Given problem: Repeat exactly the lines from the line containing "Keypoint placement rule: for each instance of the wooden" through the last line of the records below, inclusive, and nothing else.

Material for this exercise:
┌──

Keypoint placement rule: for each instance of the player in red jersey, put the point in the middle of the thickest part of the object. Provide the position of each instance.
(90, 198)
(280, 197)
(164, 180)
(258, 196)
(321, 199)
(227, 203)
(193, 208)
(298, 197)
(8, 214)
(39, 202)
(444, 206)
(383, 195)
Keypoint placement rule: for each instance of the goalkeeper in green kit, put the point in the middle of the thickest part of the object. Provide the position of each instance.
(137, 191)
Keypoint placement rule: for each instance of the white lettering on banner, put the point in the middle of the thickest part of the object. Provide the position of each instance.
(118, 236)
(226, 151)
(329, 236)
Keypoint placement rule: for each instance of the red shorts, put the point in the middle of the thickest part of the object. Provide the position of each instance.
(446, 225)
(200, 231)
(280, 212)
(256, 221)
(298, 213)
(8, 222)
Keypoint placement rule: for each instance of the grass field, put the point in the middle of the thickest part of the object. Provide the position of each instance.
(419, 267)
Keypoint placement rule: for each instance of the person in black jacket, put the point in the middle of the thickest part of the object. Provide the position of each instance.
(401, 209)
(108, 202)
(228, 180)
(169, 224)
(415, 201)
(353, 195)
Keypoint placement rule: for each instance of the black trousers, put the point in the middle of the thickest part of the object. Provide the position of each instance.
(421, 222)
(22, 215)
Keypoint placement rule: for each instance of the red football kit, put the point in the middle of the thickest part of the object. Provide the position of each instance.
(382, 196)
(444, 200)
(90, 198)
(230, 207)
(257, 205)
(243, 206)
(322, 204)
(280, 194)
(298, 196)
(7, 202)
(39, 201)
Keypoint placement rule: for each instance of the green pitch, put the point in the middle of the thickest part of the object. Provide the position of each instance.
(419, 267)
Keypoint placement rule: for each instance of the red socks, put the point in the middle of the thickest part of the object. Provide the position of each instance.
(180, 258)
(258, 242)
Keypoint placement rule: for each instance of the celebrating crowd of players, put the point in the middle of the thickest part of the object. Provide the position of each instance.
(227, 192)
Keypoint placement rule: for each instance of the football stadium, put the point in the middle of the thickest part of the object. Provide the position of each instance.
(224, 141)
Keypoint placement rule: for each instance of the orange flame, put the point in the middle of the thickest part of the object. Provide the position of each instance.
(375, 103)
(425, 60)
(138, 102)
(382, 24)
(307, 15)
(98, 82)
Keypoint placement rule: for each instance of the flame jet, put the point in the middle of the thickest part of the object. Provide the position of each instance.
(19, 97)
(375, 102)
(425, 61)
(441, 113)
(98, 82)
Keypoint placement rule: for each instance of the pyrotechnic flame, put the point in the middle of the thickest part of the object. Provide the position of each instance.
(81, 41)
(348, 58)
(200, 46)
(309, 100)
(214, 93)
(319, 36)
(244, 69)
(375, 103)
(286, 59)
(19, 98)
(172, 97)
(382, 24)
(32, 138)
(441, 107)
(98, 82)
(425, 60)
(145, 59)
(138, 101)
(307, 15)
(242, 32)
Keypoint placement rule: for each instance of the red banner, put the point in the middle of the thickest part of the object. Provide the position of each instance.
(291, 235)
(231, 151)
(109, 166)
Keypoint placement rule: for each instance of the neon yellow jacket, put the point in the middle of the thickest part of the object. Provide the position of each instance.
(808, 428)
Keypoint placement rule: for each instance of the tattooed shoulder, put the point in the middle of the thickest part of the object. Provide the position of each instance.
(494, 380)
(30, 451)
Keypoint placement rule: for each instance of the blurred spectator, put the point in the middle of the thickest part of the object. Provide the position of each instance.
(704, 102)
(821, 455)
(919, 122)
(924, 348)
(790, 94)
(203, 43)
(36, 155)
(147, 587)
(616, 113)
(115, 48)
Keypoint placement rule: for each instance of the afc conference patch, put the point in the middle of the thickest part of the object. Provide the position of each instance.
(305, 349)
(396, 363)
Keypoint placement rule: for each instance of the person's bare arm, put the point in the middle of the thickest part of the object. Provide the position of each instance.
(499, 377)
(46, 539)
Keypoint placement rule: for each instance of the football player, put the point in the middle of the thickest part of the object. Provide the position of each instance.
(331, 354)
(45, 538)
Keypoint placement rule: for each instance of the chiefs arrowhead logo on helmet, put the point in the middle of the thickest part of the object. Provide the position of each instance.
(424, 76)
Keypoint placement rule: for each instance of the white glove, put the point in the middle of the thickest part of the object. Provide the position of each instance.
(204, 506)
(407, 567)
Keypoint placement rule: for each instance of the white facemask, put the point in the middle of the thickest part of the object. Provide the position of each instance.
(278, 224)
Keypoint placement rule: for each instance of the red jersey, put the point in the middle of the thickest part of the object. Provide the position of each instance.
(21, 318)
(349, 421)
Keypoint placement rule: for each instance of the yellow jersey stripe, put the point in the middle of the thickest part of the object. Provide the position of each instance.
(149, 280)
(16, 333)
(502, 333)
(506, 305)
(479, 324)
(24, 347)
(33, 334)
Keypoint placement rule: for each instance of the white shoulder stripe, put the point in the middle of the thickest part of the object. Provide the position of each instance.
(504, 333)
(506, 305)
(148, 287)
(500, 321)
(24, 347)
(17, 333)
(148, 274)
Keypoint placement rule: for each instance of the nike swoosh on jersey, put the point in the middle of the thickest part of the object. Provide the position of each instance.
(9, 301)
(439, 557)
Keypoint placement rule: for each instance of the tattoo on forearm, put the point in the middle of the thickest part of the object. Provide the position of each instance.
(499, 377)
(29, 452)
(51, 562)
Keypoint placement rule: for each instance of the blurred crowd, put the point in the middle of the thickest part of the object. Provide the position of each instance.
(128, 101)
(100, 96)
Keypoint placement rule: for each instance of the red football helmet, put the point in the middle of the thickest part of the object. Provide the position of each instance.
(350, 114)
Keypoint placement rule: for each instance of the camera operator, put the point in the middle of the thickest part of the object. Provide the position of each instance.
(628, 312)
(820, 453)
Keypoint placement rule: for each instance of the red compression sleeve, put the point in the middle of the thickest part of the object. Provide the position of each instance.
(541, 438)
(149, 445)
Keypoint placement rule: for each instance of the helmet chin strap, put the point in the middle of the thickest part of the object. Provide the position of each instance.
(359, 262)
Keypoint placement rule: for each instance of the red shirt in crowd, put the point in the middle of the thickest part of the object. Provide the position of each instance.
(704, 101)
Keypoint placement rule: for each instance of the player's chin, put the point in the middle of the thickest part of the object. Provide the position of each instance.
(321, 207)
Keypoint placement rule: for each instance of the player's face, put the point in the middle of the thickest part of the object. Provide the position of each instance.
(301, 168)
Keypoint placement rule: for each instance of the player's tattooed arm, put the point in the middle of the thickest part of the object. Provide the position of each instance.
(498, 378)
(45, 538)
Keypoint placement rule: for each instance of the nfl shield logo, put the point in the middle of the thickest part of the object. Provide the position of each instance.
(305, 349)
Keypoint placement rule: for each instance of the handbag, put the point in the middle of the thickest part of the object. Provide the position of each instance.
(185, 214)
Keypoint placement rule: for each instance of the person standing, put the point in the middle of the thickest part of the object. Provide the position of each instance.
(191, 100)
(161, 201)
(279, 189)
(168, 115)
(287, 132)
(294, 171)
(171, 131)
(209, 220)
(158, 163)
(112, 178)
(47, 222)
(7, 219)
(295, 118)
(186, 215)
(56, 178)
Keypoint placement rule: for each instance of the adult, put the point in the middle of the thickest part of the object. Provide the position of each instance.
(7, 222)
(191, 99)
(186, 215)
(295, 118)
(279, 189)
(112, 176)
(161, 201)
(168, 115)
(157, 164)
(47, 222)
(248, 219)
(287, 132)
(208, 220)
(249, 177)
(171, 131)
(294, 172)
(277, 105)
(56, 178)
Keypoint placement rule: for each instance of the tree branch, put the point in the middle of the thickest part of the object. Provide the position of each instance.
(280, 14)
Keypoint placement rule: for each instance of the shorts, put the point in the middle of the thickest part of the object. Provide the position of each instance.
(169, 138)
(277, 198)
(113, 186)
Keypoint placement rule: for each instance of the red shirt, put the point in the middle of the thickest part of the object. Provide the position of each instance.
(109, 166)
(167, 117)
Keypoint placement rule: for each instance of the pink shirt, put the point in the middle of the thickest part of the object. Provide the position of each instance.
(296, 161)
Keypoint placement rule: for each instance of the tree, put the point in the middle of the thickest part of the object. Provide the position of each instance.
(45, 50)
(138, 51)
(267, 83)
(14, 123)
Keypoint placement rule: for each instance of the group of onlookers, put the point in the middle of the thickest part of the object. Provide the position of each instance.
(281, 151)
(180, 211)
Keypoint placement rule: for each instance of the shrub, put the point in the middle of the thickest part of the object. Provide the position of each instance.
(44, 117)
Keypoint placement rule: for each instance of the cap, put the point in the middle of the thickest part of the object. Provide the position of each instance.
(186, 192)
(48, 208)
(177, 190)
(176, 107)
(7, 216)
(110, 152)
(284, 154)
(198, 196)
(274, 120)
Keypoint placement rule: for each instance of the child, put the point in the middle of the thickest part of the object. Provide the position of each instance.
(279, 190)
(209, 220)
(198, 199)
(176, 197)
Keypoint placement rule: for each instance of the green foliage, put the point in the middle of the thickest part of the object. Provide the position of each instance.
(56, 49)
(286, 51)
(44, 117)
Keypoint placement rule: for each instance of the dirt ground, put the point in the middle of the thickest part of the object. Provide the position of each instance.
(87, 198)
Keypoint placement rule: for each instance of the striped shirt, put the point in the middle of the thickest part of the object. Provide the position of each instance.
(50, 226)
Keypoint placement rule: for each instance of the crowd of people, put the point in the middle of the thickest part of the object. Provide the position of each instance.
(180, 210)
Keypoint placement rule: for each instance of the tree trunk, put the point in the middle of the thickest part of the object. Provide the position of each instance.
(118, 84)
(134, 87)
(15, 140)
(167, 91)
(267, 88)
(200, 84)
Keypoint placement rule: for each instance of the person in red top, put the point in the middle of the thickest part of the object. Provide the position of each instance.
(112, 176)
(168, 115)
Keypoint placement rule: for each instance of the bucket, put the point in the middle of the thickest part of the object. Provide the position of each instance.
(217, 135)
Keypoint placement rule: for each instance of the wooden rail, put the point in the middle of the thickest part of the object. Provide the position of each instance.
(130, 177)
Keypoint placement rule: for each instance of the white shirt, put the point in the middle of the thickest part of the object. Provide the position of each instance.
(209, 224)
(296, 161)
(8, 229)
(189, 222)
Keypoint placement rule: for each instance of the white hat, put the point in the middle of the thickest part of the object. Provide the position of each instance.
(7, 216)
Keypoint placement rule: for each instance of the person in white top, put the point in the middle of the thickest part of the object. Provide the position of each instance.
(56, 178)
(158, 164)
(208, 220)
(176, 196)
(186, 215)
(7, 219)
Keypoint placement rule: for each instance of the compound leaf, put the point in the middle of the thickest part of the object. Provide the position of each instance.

└──

Written response:
Keypoint placement rule: for each instance of the wooden rail, put the point in the middle of the thickest part of the object. Provide the position of each instance.
(130, 177)
Keypoint placement rule: for each instance of the white shirt, put the point in the middle of the thickest part of the object. Provide the position of each instance.
(209, 224)
(296, 161)
(8, 229)
(189, 222)
Keypoint placement rule: for each instance of the white hat, put the point in the middle of the thickest part of the object. Provide the position of each instance.
(7, 216)
Keypoint placement rule: for each instance of the person in white top, put the point in the middle of the thickest part of the object. Provide the position of each instance.
(56, 178)
(158, 164)
(208, 220)
(176, 196)
(186, 215)
(7, 219)
Keypoint placement rule: for each instance of the compound leaf, put the point in the middle of the thickest part of the object. Provide the position of each instance.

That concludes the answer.